**Data shown:**
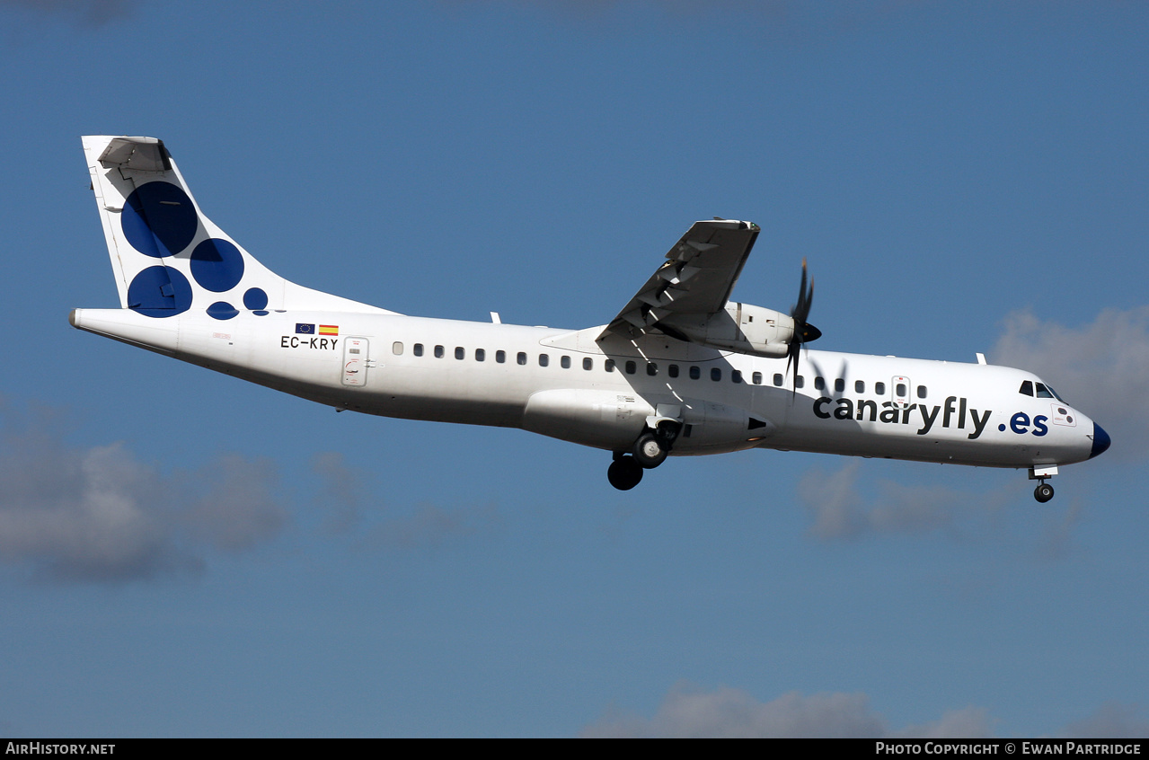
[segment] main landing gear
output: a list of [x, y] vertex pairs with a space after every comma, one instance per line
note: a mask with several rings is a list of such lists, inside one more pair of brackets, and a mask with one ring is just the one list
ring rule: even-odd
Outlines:
[[1049, 501], [1054, 498], [1054, 486], [1042, 481], [1038, 484], [1038, 488], [1033, 490], [1033, 498], [1041, 504]]
[[681, 423], [663, 420], [657, 429], [643, 430], [630, 451], [615, 452], [615, 461], [607, 469], [607, 479], [619, 491], [633, 489], [642, 481], [642, 470], [653, 470], [666, 461], [681, 429]]

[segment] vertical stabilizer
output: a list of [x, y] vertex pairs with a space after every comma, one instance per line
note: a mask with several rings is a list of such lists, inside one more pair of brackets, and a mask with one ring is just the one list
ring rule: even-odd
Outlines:
[[202, 309], [371, 312], [367, 304], [291, 283], [255, 260], [203, 215], [163, 141], [83, 138], [119, 305], [151, 317]]

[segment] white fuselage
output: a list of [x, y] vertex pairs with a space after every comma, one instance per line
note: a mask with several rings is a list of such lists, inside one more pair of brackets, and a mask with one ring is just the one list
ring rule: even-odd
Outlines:
[[571, 331], [355, 312], [76, 309], [77, 328], [340, 409], [523, 428], [627, 451], [661, 417], [672, 454], [753, 447], [990, 467], [1088, 459], [1093, 422], [1019, 392], [1007, 367], [805, 350], [786, 359], [661, 335]]

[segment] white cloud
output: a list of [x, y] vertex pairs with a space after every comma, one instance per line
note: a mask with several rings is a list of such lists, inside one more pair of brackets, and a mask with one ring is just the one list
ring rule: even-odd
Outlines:
[[654, 717], [603, 716], [581, 731], [585, 737], [985, 737], [990, 735], [987, 711], [966, 707], [936, 721], [892, 731], [870, 708], [864, 693], [827, 692], [809, 697], [797, 691], [762, 703], [739, 689], [716, 691], [674, 686]]
[[62, 18], [82, 26], [102, 26], [136, 13], [136, 0], [0, 0], [26, 15], [41, 18]]
[[861, 465], [861, 461], [850, 461], [831, 474], [813, 468], [799, 481], [799, 500], [813, 519], [810, 532], [816, 538], [850, 539], [874, 532], [925, 533], [956, 529], [959, 519], [989, 514], [1012, 496], [879, 481], [877, 496], [866, 499], [858, 488]]
[[226, 455], [164, 474], [123, 444], [70, 447], [51, 427], [6, 422], [0, 562], [39, 577], [130, 581], [198, 569], [208, 551], [249, 548], [286, 521], [269, 462]]
[[1030, 312], [1005, 317], [995, 363], [1035, 373], [1112, 437], [1112, 459], [1149, 454], [1149, 306], [1106, 309], [1066, 328]]

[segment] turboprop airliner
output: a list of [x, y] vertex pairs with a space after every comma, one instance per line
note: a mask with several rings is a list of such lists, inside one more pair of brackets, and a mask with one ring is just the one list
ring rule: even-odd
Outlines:
[[758, 237], [695, 222], [607, 324], [404, 316], [279, 277], [195, 204], [164, 144], [85, 137], [118, 309], [72, 327], [311, 401], [522, 428], [611, 453], [629, 490], [668, 455], [807, 451], [1028, 470], [1104, 452], [1101, 425], [1031, 373], [816, 351], [805, 262], [789, 314], [731, 301]]

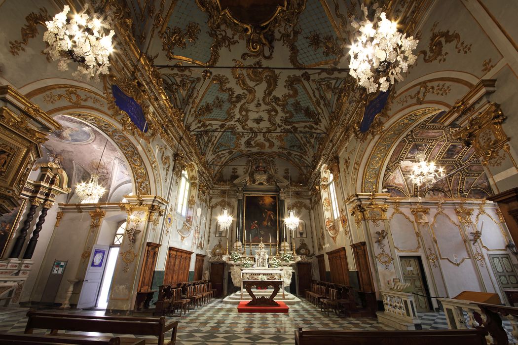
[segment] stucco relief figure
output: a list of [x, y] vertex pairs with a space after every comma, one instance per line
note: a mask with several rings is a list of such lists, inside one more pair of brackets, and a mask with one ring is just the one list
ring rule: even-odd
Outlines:
[[230, 276], [232, 278], [232, 282], [234, 286], [239, 286], [241, 285], [241, 269], [235, 266], [232, 267], [230, 271]]

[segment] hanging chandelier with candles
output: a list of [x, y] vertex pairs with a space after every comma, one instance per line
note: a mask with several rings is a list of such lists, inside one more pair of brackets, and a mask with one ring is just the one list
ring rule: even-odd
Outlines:
[[88, 4], [82, 12], [72, 14], [65, 5], [62, 12], [52, 20], [45, 22], [47, 31], [43, 40], [48, 43], [44, 52], [54, 61], [57, 61], [60, 71], [68, 69], [70, 61], [79, 63], [74, 78], [98, 80], [100, 74], [109, 73], [108, 57], [113, 51], [111, 39], [114, 32], [111, 29], [111, 16], [108, 13], [102, 18], [98, 13], [91, 18], [87, 13]]
[[416, 161], [404, 160], [401, 162], [402, 167], [410, 169], [409, 177], [412, 183], [420, 187], [424, 183], [435, 183], [438, 179], [444, 177], [444, 168], [436, 165], [434, 161], [428, 161], [424, 151], [418, 151], [414, 156]]
[[99, 159], [99, 163], [95, 169], [95, 172], [90, 175], [90, 179], [88, 182], [81, 182], [76, 186], [75, 193], [77, 194], [81, 202], [87, 201], [90, 202], [97, 202], [106, 191], [106, 188], [99, 183], [99, 174], [97, 172], [99, 171], [99, 167], [103, 160], [103, 156], [106, 149], [107, 145], [108, 145], [108, 139], [106, 139], [106, 142], [104, 144], [104, 148], [100, 154], [100, 158]]
[[417, 59], [412, 51], [418, 40], [399, 32], [397, 23], [387, 19], [378, 4], [375, 9], [372, 21], [367, 19], [368, 10], [363, 4], [363, 20], [358, 22], [354, 17], [351, 20], [356, 32], [349, 51], [349, 73], [368, 93], [378, 89], [386, 91], [391, 84], [402, 80], [401, 73]]

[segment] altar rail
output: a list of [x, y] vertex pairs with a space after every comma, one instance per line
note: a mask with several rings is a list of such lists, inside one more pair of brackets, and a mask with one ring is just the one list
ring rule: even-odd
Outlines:
[[507, 319], [512, 326], [513, 342], [518, 340], [518, 308], [452, 298], [438, 301], [442, 304], [450, 329], [484, 328], [489, 332], [487, 343], [507, 344], [509, 339], [502, 326], [502, 320]]
[[[420, 329], [421, 321], [415, 311], [415, 302], [411, 293], [399, 291], [380, 291], [384, 311], [378, 312], [378, 318], [384, 323], [397, 322], [406, 325], [405, 329]], [[402, 328], [398, 329], [403, 329]]]

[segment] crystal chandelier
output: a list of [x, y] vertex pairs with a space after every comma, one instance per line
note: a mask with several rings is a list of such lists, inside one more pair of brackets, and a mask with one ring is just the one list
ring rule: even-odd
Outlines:
[[232, 215], [228, 214], [228, 208], [227, 208], [227, 198], [228, 197], [228, 190], [226, 190], [225, 196], [225, 207], [221, 210], [221, 214], [218, 216], [218, 224], [220, 229], [223, 231], [226, 231], [232, 226]]
[[103, 160], [103, 155], [104, 155], [104, 151], [106, 149], [108, 139], [106, 139], [103, 152], [100, 154], [100, 158], [99, 159], [97, 169], [95, 169], [95, 173], [92, 174], [90, 176], [90, 181], [88, 182], [81, 182], [81, 183], [76, 185], [75, 193], [81, 201], [87, 200], [90, 202], [97, 202], [106, 191], [106, 189], [99, 183], [99, 174], [97, 172], [99, 171], [99, 167], [100, 166], [101, 160]]
[[99, 183], [98, 174], [92, 174], [88, 183], [81, 182], [76, 186], [76, 194], [82, 201], [98, 200], [105, 191], [106, 189]]
[[114, 32], [111, 29], [111, 14], [106, 19], [102, 19], [97, 13], [90, 18], [86, 13], [88, 8], [87, 4], [81, 13], [69, 17], [70, 7], [65, 5], [63, 12], [45, 22], [47, 31], [43, 40], [49, 47], [44, 52], [59, 61], [60, 71], [68, 70], [71, 59], [79, 63], [73, 74], [74, 78], [79, 79], [85, 75], [98, 80], [100, 74], [109, 72], [108, 56], [113, 51], [111, 38]]
[[220, 229], [223, 231], [226, 231], [232, 226], [233, 218], [232, 215], [228, 214], [228, 209], [225, 207], [222, 211], [221, 214], [218, 216], [218, 224]]
[[349, 53], [349, 73], [367, 93], [386, 91], [391, 84], [403, 80], [401, 73], [415, 62], [417, 56], [412, 50], [418, 41], [407, 37], [397, 30], [397, 23], [387, 19], [381, 8], [375, 5], [374, 21], [367, 19], [367, 7], [362, 5], [365, 19], [358, 22], [351, 19], [356, 29]]
[[295, 229], [298, 228], [298, 223], [300, 221], [298, 217], [295, 215], [295, 212], [293, 209], [290, 209], [288, 212], [288, 217], [284, 219], [284, 224], [286, 227], [292, 231], [294, 231]]
[[424, 151], [419, 151], [414, 155], [417, 161], [404, 160], [401, 166], [410, 168], [410, 181], [418, 186], [423, 183], [435, 183], [437, 179], [444, 177], [444, 170], [442, 167], [435, 164], [435, 162], [426, 160], [426, 154]]

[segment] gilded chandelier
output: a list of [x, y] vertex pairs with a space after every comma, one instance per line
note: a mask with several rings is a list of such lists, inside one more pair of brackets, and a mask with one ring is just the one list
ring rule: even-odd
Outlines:
[[444, 170], [442, 167], [435, 164], [435, 162], [426, 160], [426, 154], [420, 151], [415, 155], [416, 162], [405, 160], [402, 166], [409, 167], [411, 169], [409, 176], [410, 181], [418, 186], [423, 183], [435, 183], [437, 179], [444, 177]]
[[401, 73], [415, 62], [417, 57], [412, 50], [418, 41], [407, 37], [397, 30], [397, 23], [387, 19], [381, 8], [375, 5], [373, 21], [367, 19], [368, 11], [362, 5], [365, 18], [358, 22], [351, 19], [356, 29], [351, 47], [349, 73], [367, 93], [386, 91], [391, 84], [401, 81]]
[[111, 39], [114, 32], [111, 29], [110, 15], [107, 20], [102, 20], [97, 13], [91, 18], [85, 13], [88, 8], [87, 4], [81, 13], [69, 17], [70, 7], [65, 5], [62, 12], [45, 22], [47, 31], [43, 40], [49, 47], [44, 51], [59, 61], [60, 71], [68, 70], [71, 59], [79, 63], [73, 74], [74, 78], [80, 79], [85, 75], [88, 79], [98, 80], [100, 74], [109, 72], [108, 56], [113, 51]]
[[81, 182], [76, 186], [76, 194], [82, 201], [95, 201], [100, 199], [106, 189], [99, 183], [99, 174], [92, 174], [90, 179], [87, 182]]

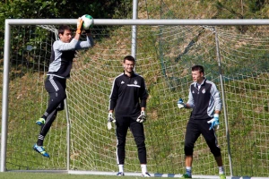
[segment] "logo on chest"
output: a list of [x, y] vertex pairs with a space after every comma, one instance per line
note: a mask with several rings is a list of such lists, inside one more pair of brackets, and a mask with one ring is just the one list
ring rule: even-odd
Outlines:
[[134, 84], [137, 85], [137, 81], [136, 80], [134, 80]]
[[204, 94], [205, 93], [205, 89], [202, 90], [202, 93]]

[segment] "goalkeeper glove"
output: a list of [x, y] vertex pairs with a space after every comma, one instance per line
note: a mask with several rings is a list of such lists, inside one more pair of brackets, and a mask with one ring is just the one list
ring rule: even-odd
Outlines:
[[82, 18], [78, 18], [76, 22], [76, 33], [81, 34], [82, 29], [83, 20]]
[[214, 114], [213, 118], [207, 122], [208, 124], [211, 124], [209, 130], [219, 129], [220, 122], [219, 122], [219, 114]]
[[112, 113], [108, 113], [108, 130], [112, 129], [111, 123], [116, 123], [116, 120], [113, 118]]
[[137, 117], [136, 121], [138, 123], [143, 123], [146, 120], [146, 115], [144, 111], [141, 111], [141, 115]]
[[183, 107], [186, 108], [186, 104], [183, 102], [182, 98], [179, 98], [178, 100], [178, 107], [179, 109], [181, 109]]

**Work to complete:** Write out the rows above verbatim, starting with the line that contains "[segment] altar rail" and going on through the line that contains "329], [403, 329]]]", both of those lines included.

**Task answer:**
[segment] altar rail
output: a list of [x, y] vertex pairs with a space after every comma, one instance per line
note: a mask with several rings is a list of such lists, inside one more pair of brackets, and a mask with one ring is just the one list
ring rule: even-odd
Outlines:
[[507, 319], [512, 326], [513, 342], [518, 340], [518, 308], [452, 298], [438, 301], [442, 304], [450, 329], [484, 328], [489, 332], [487, 343], [507, 344], [509, 339], [502, 326], [502, 320]]
[[[420, 329], [421, 321], [415, 311], [415, 302], [411, 293], [399, 291], [380, 291], [384, 311], [378, 312], [378, 318], [384, 323], [397, 322], [406, 325], [405, 329]], [[402, 328], [398, 329], [403, 329]]]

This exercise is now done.